Actually, this doesn't sound like a bad plan...


----------



## phinds (May 17, 2013)

You think that crap is political correctness run amuck, how about the fact that our airport security doofuses are required to treat a 70 year old Danish nun as the same level of terror threat as a 19 year old Saudi guy ?

We seem to live in a society that doesn't like to face reality any more.

Oh, well ... gives us old guys something to rant about.


----------



## Kevin (May 17, 2013)

99.9% of the _"19 year old Saudi guy(s)"_ are not a problem either. If they were we'd have had "terrorist acts" going off monthly, daily, or weekly. Do most people still really believe the "terrorists" BS? 

The real terrorists are those that control the "governments" who convince us to send our sons and daughters to fight "wars" under FALSE pretenses every single time. They are the terrorists. And they s


----------



## Kenbo (May 18, 2013)

::::

- _CHALLENGES_:
1. Revise the forum thread passage between "## phinds (May" and "Saudi guy ?", inclusive, so that "nun" becomes "priest".
2. In the forum thread, what does phinds say society no longer seems to like doing?

- _INFORMATION PROVIDED_:
::::

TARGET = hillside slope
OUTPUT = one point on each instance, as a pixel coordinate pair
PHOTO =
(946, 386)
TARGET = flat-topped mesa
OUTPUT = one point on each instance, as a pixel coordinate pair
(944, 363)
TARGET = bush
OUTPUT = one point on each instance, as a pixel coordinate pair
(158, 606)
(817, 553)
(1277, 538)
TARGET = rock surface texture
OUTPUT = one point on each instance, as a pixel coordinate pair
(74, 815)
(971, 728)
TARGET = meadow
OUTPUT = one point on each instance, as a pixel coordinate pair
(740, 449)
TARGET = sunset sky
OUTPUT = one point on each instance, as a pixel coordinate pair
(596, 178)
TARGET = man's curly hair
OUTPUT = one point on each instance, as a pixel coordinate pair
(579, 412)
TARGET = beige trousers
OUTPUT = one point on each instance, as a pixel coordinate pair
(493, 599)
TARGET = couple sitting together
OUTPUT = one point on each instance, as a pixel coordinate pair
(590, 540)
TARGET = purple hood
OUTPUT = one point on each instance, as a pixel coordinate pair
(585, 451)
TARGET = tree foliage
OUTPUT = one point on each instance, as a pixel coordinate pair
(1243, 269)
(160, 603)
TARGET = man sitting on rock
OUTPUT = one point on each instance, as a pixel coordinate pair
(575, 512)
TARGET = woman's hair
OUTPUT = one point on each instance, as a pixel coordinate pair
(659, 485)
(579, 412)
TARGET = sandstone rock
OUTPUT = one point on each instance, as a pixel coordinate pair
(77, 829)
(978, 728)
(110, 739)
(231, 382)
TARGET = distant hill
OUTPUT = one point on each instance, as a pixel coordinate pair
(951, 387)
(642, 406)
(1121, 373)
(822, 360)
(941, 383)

::::

- _SOLUTIONS TO THE PROBLEMS_:
1.
## phinds (May 17, 2013)

You think that crap is political correctness run amuck, how about the fact that our airport security doofuses are required to treat a 70 year old Danish priest as the same level of terror threat as a 19 year old Saudi guy ?

2. Facing reality.